### BRIEF
From the entries that follow, extract each line holding the string "above".
(DATA IN THIS EXERCISE Opens)
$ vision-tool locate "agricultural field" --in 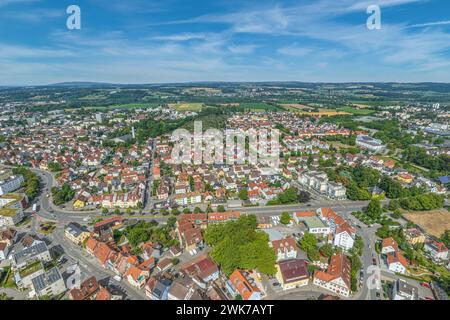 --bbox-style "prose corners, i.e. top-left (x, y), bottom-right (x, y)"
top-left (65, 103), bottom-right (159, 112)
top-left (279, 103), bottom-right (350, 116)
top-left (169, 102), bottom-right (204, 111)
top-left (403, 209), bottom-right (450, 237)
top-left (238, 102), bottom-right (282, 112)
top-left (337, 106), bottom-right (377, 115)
(DATA IN THIS EXERCISE Closes)
(DATA IN THIS EXERCISE Opens)
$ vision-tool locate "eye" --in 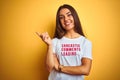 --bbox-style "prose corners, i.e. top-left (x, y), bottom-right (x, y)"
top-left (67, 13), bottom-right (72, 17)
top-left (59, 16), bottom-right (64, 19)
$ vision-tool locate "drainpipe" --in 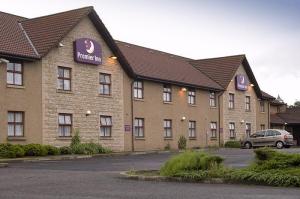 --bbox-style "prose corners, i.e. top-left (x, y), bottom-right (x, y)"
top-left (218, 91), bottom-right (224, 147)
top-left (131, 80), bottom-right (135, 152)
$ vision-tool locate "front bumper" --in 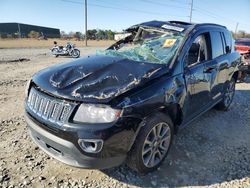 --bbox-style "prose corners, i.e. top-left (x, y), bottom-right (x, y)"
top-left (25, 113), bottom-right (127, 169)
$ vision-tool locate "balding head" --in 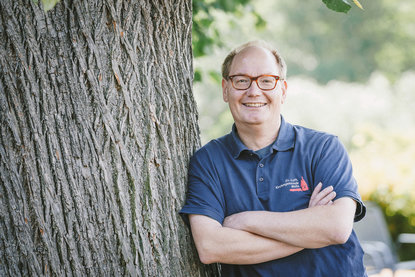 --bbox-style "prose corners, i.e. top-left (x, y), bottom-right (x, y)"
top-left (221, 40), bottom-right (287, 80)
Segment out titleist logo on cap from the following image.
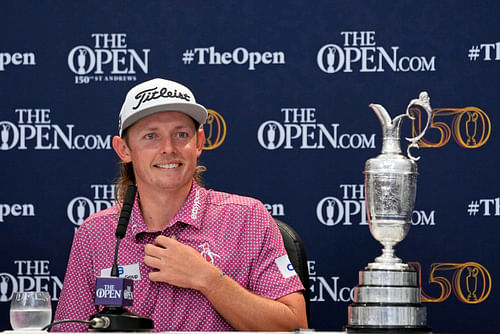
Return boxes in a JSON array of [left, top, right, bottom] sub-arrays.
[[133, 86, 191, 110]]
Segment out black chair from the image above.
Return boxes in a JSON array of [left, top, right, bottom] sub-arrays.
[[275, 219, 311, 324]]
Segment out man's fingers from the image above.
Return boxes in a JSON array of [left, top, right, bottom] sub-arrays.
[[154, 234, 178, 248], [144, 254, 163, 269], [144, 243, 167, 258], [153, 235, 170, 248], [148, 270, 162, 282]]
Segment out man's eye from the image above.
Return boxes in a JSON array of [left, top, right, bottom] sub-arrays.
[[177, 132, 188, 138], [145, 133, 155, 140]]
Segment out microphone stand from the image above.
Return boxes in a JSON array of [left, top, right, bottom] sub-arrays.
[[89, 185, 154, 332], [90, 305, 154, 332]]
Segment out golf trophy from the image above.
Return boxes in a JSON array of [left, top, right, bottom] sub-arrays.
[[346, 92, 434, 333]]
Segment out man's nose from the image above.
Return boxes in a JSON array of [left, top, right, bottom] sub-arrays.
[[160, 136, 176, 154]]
(DATA IN THIS EXERCISE Closes)
(DATA IN THIS EXERCISE Opens)
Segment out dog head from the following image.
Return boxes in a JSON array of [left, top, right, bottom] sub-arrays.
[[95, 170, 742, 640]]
(DATA IN THIS EXERCISE Closes)
### EXERCISE ANSWER
Segment out black chair from the image above.
Segment out man's fingers from the image above.
Segment out man's eye from the image above.
Segment out microphone stand from the image above.
Segment out golf trophy from the image above.
Segment out man's nose from the image above.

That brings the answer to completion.